- _EXERCISES_:
1/ In the essay on grief and grievance, rewrite the stretch from "As an alternative" through "living in Ashfield.", changing "polarized" to "divided".
2/ The essay on grief and grievance cites Frank Bruni's view that grievance is not necessarily bad. In one to three sentences, explain what reason the essay gives for that view.
═════ TEXT UNDER STUDY ═════
My Turn: Grief and grievance

Bill Feinstein CONTRIBUTED
Published: 04-28-2025 11:40 AM |
Grievance devours grief. Grievance is fueled by revenge. By seeking retaliation, we enact blame and protest a sense of victimhood. Instead of allowing the internal pain from loss — sadness, anger, woe, hurt, numbness — we attempt to externalize these feelings through actions, rituals and complaint.
Grief is loss; it can be on one level loss of someone or something personally dear and may include bigger issues like a way the social order has failed us. Mourning is more internal and gets resolved within, sometimes with the help of others or community.
Grievance is part of human nature and can provide temporary relief. It can lead to social change and a sense of power when channeled constructively. It can, however, lead to violence and retaliation especially when there has been a breakdown of trust. We are seeking a way to resolve and express the natural rage and outrage of our losses.
Current grief can be amplified by past memories in our lives. When we move beyond personal experience, we see that literature is filled with stories of grief and grievance. Hamlet avenging his father, Orestes also avenging a father, both consuming the avenger and the avenged; Medea’s revenge for being abandoned. Plays about vengeance leading to forgiveness and reconciliation — think Shakespeare’s Tempest, Powers’ Overstory where loss motivates environmental activism.
Frank Bruni in his book on “The Age of Grievance” and in other op-ed pieces reminds us that grievance is not necessarily bad and can be “an engine of morally urgent change.” But, in the extreme it can produce violence like the January 6 attack in Washington.
He also outlines how current leaders portray Americans as having been made to feel like chumps. Through exaggerations and lies, they create a sense that MAGA identified people have been duped, encouraging revenge for having been scammed by liberals and that the leaders and oligarchs and the government reactionary policies are the antidote to feeling like victims.
As an alternative to vengeful grievance, restorative justice and other heroic efforts at forgiveness provide alternatives to the vicious cycle of harm and harming. It takes lots of support and strength to arrive at genuine forgiveness and moving on. How can we in these extremely polarized times move from vengeful grieving to accepting loss and mourning that produces forgiveness, empathy and positive actions?
Bill Feinstein, Ph.D. is a clinical psychologist living in Ashfield.
═════ DATASET RECORDS ═════
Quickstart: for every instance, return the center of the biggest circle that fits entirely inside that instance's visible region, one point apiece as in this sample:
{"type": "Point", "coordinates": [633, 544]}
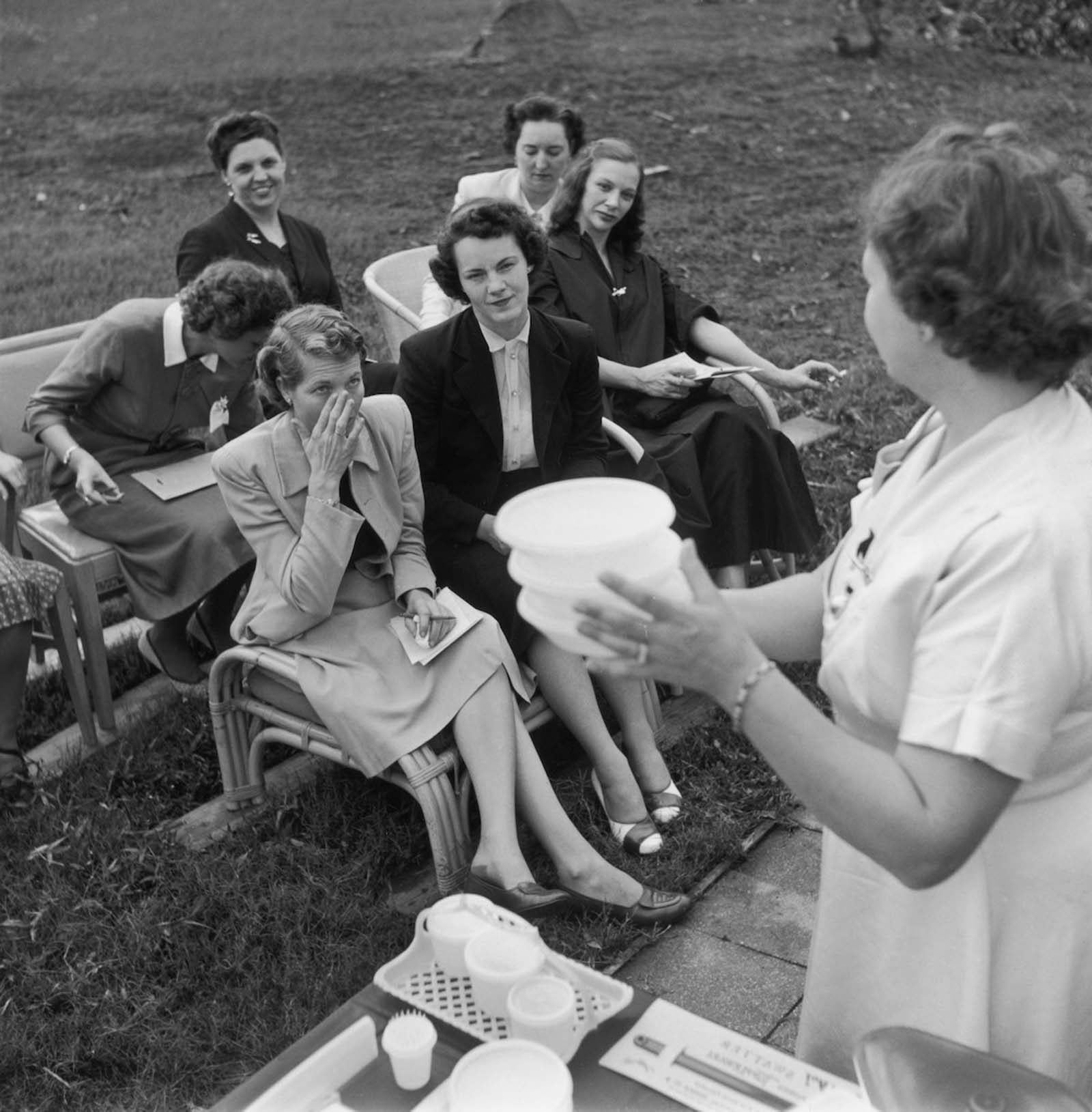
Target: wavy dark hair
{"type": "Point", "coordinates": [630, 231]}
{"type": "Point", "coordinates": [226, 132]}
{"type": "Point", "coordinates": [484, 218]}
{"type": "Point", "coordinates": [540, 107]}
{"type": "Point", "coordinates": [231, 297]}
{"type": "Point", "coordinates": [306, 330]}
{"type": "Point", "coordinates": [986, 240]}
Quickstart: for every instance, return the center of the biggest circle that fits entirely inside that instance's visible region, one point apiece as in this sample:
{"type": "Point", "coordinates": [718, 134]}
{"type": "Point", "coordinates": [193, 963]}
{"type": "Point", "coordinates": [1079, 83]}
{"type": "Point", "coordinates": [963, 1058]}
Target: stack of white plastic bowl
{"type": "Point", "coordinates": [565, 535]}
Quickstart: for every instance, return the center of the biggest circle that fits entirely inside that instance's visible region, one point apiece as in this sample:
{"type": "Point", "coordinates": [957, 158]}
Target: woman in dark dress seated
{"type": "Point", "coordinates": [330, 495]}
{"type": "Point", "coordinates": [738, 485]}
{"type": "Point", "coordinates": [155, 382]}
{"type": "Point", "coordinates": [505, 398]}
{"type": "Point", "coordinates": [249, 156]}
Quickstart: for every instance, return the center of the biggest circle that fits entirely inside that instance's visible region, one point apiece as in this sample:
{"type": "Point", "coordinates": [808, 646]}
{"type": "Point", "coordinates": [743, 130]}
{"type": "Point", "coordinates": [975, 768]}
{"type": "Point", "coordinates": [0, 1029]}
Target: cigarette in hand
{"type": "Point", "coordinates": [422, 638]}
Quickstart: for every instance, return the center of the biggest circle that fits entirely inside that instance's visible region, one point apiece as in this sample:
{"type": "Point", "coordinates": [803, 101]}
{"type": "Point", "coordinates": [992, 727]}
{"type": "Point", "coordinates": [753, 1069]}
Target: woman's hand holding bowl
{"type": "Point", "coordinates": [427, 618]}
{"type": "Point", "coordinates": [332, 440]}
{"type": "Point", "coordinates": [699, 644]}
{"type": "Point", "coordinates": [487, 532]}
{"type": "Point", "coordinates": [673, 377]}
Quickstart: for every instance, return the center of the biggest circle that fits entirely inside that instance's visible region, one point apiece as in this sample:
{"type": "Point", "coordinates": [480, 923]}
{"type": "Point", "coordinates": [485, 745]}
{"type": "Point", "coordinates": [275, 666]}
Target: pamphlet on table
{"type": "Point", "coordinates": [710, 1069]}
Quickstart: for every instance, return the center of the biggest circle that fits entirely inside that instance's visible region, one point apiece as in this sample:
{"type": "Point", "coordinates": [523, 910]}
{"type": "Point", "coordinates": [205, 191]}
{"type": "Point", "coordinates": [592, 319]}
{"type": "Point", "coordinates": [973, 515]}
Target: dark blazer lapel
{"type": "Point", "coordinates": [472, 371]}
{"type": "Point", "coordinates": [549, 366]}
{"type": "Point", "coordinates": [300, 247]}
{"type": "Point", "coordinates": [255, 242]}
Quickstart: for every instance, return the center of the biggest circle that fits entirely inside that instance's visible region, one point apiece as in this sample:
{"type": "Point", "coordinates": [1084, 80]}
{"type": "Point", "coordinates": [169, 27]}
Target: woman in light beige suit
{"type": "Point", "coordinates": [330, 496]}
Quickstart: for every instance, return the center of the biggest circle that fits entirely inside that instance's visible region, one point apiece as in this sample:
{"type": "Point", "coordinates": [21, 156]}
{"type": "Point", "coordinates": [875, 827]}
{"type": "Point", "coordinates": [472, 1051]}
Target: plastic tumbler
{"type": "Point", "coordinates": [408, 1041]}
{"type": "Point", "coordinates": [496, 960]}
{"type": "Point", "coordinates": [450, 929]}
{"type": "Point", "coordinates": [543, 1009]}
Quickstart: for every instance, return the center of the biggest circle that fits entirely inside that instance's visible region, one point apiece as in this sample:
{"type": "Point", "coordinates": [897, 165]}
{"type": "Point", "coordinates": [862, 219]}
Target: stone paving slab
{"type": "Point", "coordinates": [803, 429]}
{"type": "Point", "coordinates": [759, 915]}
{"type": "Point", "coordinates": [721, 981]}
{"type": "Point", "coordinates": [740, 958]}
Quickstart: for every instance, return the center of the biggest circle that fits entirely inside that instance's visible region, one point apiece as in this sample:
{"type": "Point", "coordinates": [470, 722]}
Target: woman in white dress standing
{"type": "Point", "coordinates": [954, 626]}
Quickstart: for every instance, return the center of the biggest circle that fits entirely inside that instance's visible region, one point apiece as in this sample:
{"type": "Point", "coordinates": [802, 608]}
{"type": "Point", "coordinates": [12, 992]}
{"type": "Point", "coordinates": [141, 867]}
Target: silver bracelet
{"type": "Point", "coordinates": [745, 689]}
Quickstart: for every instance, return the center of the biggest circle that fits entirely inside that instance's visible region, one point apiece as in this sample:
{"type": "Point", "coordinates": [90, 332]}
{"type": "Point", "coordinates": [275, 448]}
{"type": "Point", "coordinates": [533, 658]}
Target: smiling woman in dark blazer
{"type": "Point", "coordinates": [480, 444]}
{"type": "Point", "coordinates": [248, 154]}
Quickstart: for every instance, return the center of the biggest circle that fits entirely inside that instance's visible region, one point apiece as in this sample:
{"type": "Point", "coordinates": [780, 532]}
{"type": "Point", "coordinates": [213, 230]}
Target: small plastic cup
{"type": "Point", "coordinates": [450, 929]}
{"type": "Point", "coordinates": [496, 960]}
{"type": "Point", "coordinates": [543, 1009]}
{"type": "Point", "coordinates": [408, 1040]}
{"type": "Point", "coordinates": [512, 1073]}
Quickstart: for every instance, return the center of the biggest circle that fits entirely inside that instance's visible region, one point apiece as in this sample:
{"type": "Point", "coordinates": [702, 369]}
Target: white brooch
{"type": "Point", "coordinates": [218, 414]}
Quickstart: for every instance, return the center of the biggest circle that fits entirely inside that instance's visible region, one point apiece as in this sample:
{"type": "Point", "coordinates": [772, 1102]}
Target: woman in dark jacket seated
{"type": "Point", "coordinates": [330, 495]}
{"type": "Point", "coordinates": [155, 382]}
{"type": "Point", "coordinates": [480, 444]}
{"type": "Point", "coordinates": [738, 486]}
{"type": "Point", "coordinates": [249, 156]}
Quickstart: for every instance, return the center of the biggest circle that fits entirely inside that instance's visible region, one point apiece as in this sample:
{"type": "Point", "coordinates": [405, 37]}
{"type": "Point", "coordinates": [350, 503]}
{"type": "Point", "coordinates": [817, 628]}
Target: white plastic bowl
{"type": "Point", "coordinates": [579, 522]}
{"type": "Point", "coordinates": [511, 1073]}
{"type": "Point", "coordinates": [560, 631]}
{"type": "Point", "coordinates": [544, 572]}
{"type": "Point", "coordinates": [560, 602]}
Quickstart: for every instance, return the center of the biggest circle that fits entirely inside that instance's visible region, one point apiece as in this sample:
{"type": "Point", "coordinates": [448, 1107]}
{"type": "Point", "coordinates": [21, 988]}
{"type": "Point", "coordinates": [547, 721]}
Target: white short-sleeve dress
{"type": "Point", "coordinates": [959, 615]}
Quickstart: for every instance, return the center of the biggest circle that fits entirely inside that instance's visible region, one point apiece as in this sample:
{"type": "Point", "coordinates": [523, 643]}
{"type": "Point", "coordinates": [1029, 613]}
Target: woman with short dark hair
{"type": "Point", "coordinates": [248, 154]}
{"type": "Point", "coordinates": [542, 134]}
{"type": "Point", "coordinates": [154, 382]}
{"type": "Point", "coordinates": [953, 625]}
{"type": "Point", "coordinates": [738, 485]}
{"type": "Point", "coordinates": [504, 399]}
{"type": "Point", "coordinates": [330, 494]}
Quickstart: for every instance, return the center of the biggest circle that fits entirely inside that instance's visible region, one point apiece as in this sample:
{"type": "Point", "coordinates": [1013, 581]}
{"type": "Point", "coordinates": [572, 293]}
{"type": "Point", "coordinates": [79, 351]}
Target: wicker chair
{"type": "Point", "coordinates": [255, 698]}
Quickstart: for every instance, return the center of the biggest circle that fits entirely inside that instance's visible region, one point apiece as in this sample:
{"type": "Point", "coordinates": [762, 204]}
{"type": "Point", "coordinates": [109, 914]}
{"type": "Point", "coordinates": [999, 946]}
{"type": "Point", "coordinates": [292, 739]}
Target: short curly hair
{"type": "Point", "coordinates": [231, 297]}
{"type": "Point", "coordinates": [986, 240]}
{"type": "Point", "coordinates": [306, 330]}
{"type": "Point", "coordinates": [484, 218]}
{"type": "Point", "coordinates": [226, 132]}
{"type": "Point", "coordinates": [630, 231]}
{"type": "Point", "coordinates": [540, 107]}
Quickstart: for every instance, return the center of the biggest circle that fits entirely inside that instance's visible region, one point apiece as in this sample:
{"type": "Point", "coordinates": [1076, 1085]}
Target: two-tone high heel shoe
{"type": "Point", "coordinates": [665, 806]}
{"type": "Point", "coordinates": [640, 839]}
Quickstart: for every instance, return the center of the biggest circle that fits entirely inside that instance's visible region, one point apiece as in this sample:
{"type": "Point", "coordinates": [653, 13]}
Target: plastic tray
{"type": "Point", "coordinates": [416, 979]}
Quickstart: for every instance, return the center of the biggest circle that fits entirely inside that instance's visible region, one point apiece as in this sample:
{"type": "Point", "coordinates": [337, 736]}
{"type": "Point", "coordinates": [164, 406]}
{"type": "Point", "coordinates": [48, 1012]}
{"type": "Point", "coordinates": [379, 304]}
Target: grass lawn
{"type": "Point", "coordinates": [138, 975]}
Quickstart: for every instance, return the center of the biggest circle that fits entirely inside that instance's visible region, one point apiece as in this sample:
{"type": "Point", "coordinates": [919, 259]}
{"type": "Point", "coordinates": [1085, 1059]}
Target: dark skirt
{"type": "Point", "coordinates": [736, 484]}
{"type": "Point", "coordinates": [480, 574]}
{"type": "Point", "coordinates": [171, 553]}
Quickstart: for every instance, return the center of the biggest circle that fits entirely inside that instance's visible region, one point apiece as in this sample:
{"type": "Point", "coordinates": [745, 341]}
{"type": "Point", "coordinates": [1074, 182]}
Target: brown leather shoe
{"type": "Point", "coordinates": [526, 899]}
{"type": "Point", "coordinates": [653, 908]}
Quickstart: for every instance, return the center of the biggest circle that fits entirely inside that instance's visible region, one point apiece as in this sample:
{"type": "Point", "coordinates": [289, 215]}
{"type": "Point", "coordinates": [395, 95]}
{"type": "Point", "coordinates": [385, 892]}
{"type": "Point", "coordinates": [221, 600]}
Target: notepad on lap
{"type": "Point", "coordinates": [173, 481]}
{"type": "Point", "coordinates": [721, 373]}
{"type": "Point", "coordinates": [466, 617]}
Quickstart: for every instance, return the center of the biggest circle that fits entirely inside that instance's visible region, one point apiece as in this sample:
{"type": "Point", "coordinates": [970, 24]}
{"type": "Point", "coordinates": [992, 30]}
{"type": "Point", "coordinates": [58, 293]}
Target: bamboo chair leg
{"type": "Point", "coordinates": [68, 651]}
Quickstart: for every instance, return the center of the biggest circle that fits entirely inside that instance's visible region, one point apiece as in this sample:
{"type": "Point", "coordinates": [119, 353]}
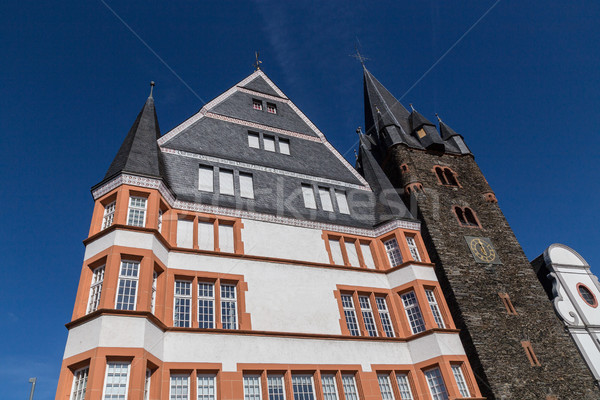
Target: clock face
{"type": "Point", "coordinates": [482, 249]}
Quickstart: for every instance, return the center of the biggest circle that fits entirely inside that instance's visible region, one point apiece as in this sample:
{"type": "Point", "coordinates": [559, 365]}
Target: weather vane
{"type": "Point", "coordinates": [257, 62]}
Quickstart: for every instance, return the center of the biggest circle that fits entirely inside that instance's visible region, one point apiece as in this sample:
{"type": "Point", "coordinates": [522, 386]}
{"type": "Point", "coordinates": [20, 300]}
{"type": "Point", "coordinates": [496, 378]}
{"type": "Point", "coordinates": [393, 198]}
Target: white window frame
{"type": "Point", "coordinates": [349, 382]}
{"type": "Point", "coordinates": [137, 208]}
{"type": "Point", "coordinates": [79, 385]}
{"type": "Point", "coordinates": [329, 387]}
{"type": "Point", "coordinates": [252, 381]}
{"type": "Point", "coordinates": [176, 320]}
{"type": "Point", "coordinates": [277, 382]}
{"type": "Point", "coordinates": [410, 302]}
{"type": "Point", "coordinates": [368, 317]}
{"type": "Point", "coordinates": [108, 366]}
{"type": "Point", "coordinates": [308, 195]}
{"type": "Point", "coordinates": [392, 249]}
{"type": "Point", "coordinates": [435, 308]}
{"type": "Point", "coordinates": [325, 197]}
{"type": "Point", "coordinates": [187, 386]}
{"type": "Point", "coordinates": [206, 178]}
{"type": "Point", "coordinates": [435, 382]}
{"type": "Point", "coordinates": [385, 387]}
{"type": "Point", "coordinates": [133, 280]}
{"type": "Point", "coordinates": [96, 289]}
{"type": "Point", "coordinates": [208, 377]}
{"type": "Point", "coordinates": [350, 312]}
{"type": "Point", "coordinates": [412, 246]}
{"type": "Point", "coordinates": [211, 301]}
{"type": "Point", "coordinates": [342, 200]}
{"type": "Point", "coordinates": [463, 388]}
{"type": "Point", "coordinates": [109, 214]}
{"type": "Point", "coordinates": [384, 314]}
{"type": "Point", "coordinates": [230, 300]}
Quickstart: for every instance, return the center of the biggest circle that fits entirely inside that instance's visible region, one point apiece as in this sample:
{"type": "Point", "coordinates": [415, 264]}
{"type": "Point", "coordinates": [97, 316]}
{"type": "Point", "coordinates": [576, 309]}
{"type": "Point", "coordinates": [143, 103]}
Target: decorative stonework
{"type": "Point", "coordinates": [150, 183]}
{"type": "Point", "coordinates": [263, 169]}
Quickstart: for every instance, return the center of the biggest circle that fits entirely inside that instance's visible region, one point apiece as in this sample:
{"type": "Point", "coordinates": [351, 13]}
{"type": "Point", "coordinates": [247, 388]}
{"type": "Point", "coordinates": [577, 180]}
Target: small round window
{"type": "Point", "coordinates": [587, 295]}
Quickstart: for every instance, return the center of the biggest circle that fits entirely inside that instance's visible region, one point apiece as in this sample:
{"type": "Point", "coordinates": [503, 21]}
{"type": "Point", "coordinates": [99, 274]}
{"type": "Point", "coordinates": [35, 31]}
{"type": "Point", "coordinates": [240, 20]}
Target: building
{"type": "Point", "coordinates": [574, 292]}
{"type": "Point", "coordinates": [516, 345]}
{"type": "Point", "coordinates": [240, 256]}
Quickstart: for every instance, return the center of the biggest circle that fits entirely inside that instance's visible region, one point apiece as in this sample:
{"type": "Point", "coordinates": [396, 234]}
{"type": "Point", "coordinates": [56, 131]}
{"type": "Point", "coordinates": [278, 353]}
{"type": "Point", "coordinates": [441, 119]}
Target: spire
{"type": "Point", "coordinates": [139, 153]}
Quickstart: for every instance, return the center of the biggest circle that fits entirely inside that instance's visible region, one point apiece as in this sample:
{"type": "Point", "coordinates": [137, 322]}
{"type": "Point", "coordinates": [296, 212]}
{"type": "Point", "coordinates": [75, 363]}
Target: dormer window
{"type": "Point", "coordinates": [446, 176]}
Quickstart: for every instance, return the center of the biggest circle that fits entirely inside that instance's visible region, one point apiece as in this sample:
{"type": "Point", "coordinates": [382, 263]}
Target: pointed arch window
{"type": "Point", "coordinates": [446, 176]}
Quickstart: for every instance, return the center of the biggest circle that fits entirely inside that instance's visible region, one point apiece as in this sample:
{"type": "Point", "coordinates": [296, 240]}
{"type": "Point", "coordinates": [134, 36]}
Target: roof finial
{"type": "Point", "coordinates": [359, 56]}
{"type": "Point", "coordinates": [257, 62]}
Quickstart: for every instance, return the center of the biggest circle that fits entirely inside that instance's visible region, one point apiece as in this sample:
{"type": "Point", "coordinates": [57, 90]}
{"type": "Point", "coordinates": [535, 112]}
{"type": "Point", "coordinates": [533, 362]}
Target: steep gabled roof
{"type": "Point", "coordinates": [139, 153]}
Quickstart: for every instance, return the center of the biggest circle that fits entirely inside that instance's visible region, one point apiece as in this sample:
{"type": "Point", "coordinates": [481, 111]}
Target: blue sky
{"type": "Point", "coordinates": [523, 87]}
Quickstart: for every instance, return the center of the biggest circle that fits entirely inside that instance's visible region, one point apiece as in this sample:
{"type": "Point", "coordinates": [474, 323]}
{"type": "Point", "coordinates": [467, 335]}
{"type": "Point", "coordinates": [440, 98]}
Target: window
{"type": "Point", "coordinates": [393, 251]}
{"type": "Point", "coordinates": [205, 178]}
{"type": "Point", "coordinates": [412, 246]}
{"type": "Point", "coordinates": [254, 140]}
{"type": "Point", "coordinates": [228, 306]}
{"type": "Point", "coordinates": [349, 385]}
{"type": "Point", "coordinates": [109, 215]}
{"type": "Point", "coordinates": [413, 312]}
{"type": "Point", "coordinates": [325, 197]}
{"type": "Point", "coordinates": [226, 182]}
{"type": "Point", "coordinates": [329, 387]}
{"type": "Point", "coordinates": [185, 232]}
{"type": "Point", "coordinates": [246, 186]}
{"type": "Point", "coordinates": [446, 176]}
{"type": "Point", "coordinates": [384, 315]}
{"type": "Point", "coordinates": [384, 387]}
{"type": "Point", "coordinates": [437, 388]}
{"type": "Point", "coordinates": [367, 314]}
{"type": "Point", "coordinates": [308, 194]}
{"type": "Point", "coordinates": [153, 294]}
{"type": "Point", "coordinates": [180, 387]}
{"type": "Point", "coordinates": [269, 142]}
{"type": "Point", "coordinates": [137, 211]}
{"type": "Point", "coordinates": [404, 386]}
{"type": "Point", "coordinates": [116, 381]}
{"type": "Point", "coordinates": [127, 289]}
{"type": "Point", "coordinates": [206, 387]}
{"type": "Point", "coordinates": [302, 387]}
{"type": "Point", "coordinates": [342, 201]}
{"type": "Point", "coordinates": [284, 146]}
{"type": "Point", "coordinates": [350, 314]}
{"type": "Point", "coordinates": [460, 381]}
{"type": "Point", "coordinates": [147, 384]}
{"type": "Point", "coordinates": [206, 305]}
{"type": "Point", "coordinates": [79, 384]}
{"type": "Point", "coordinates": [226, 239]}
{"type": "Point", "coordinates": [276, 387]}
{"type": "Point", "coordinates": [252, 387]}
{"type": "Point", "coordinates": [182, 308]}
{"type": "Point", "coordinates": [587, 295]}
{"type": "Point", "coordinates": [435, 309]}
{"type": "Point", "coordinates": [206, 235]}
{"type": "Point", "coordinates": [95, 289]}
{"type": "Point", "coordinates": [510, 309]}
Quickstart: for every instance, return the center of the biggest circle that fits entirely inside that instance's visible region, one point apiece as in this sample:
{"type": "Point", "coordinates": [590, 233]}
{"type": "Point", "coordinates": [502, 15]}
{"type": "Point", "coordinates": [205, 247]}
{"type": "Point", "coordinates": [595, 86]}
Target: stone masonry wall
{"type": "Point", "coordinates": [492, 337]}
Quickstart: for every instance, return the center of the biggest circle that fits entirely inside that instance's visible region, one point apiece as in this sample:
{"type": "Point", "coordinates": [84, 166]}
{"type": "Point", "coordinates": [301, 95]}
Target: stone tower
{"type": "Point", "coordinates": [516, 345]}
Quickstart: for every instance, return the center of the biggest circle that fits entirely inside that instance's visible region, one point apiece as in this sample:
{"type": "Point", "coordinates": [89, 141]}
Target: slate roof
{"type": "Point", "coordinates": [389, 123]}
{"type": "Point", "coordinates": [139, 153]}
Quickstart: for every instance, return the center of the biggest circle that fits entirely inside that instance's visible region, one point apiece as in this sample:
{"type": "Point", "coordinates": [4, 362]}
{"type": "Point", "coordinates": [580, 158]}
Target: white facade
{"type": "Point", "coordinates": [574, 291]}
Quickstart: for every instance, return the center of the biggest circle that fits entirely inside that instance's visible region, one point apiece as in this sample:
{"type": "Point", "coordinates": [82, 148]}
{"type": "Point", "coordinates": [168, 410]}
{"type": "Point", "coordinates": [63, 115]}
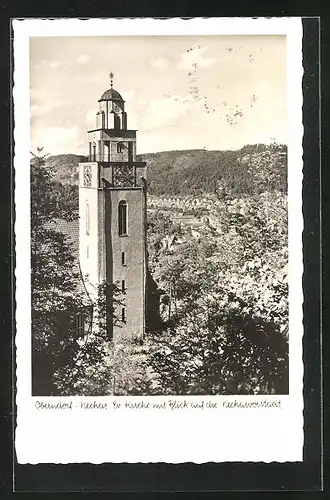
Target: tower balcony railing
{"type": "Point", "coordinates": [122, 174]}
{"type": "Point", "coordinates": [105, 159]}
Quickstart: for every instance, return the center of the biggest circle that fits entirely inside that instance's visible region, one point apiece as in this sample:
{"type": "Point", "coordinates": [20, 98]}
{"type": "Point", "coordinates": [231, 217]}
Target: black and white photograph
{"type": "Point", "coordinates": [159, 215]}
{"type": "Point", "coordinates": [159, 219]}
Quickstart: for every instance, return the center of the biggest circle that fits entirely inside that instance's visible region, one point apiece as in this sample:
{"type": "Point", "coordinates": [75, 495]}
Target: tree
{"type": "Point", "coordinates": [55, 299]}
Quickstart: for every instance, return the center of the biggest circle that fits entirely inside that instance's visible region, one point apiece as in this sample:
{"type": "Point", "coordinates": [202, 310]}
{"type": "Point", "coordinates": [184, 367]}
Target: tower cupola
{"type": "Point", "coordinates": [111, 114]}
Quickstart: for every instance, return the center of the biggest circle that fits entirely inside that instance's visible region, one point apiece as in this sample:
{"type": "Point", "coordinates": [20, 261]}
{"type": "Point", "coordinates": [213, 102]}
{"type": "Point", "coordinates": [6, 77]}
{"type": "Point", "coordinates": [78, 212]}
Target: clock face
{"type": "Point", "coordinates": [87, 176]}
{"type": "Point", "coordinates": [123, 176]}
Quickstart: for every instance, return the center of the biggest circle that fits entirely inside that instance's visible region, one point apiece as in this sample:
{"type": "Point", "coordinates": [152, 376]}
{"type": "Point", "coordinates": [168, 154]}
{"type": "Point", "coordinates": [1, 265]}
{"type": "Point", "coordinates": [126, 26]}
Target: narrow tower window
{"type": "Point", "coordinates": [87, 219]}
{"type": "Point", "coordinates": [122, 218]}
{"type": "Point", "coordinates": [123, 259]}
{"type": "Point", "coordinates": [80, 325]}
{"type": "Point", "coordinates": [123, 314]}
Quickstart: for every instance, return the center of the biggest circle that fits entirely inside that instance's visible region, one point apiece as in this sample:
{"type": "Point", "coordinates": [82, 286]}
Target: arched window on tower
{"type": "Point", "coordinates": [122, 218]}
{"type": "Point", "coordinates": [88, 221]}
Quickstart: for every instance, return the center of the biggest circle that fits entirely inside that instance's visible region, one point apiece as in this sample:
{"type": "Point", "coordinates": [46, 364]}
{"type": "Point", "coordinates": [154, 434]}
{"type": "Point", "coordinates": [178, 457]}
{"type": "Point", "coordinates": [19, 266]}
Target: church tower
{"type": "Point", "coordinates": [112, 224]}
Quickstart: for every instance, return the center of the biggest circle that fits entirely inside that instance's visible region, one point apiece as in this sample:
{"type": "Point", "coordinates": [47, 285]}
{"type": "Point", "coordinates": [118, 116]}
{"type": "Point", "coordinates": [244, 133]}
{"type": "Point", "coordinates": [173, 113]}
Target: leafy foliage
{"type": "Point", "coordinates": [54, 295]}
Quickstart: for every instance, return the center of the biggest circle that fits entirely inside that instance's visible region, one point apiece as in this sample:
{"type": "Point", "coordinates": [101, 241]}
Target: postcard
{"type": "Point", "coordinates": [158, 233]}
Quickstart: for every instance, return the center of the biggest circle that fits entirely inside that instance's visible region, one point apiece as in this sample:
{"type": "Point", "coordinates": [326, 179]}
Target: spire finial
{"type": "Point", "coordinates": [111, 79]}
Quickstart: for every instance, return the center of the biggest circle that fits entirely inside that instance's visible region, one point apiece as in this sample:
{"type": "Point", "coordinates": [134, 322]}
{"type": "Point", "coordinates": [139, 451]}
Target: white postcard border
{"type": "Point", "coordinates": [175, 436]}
═════
- _SET OF ANSWERS_:
1/
As an alternative to vengeful grievance, restorative justice and other heroic efforts at forgiveness provide alternatives to the vicious cycle of harm and harming. It takes lots of support and strength to arrive at genuine forgiveness and moving on. How can we in these extremely divided times move from vengeful grieving to accepting loss and mourning that produces forgiveness, empathy and positive actions?
Bill Feinstein, Ph.D. is a clinical psychologist living in Ashfield.

2/ Bruni holds that grievance is not necessarily bad because it can be "an engine of morally urgent change." He adds the caveat that in the extreme it can produce violence.